What is expected :: Beginning with the line that holds "Each instance of the glowing" and ending with the last line of the entries, please output each line exactly, apart from any pictures.

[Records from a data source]

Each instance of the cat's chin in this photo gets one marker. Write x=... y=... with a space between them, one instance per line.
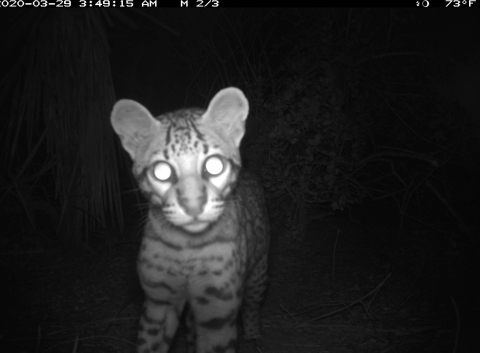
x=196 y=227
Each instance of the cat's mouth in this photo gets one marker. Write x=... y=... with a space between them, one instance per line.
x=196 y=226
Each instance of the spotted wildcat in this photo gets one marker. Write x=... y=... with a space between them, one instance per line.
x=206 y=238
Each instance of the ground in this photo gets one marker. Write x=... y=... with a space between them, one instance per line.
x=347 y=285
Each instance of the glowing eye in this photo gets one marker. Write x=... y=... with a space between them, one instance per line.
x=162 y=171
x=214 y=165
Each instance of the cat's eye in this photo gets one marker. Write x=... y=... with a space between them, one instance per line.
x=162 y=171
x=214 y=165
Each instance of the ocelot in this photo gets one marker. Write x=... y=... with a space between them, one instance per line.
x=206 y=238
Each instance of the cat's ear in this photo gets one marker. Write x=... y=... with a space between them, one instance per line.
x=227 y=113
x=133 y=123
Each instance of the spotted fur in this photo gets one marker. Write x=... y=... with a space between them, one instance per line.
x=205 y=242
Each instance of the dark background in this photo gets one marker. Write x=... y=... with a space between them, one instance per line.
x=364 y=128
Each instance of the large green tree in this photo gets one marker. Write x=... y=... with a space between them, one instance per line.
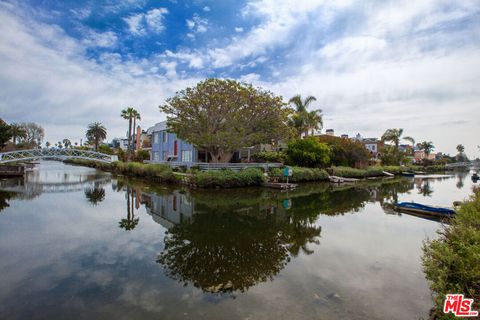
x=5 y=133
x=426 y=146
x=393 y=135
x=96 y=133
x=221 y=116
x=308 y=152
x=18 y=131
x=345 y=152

Output below ::
Each instance of the glowing eye in this photo gets one marker. Write x=... y=... with a space between them, one instance per line.
x=162 y=171
x=214 y=165
Each instance of the cat's eye in this photo gets one marker. Write x=... y=... with a space between them, one instance per line.
x=162 y=171
x=214 y=165
Each instance of the ocelot in this photo gets one marker. Write x=... y=... with a space between them, one instance per line.
x=206 y=238
Each instance of the cat's ear in this photo gets one marker. Write x=... y=... with a space between them, one instance per line.
x=227 y=113
x=133 y=123
Each instance of the spotted fur in this photo gets one marker. Write x=... y=... with a space between them, one instance per line.
x=205 y=242
Each instance of the dark background in this photo gets one marker. Write x=... y=... with a space between them, one instance per line.
x=364 y=128
Each instance of the large green tree in this photo gets one marker. Write x=... y=... with a space between them, one instance per line.
x=5 y=133
x=426 y=146
x=393 y=135
x=96 y=133
x=221 y=116
x=308 y=152
x=18 y=131
x=345 y=152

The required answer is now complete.